- [TASK PROMPT]: Rewrite only the entries that begin at the line containing "The dark parked" and end after the line containing "1242,16 -> 1331,394", with the requests left as they are. Scale every bounding-box corner coordinate in the answers by 0.65, and round each result to a whole number, with halves rounded up.
======== GIVEN DATA
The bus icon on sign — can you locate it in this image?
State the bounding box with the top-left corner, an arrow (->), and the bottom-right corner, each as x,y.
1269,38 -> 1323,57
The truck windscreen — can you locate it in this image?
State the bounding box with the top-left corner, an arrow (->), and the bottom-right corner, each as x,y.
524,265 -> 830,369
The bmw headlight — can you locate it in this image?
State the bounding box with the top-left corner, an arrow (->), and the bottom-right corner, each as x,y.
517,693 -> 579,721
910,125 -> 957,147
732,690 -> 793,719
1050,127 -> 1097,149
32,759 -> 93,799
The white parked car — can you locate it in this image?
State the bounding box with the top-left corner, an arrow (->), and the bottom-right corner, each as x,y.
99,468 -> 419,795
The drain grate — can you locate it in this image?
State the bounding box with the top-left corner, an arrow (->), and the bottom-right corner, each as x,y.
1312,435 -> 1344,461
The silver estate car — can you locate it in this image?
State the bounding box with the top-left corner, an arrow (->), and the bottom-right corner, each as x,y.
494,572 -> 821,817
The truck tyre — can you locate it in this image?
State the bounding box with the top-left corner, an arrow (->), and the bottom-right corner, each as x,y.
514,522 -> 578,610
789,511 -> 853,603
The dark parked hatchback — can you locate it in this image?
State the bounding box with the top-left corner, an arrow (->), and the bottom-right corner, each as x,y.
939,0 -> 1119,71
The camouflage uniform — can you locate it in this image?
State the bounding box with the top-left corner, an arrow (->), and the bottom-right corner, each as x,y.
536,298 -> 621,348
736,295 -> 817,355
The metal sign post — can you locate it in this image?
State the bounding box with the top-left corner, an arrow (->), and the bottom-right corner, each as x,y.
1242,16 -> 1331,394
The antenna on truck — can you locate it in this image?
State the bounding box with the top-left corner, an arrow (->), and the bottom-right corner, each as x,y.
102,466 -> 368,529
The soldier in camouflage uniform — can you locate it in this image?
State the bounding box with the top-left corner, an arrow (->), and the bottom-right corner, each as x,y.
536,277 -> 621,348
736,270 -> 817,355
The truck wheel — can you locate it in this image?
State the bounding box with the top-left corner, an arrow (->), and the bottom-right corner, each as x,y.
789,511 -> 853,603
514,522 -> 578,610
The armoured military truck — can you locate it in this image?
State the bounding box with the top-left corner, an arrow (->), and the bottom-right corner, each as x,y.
================
- [THE REPLY]:
The dark parked hatchback — can you locate it in this image?
State the bounding box with the top-left corner, an arrow (->), and the bottom-right corner, each as x,y.
610,0 -> 727,46
The camouflage uniform — can you locate it in this image?
State the bounding box with the top-left corner, an arrow (->), and the bottom-right corner, each as x,y.
348,194 -> 404,226
478,192 -> 531,231
The metal sign post — can you locate it in this image?
State the bounding box with the top-left corner, an arrow (->), and the bottom-right corner, each as x,y.
807,10 -> 865,256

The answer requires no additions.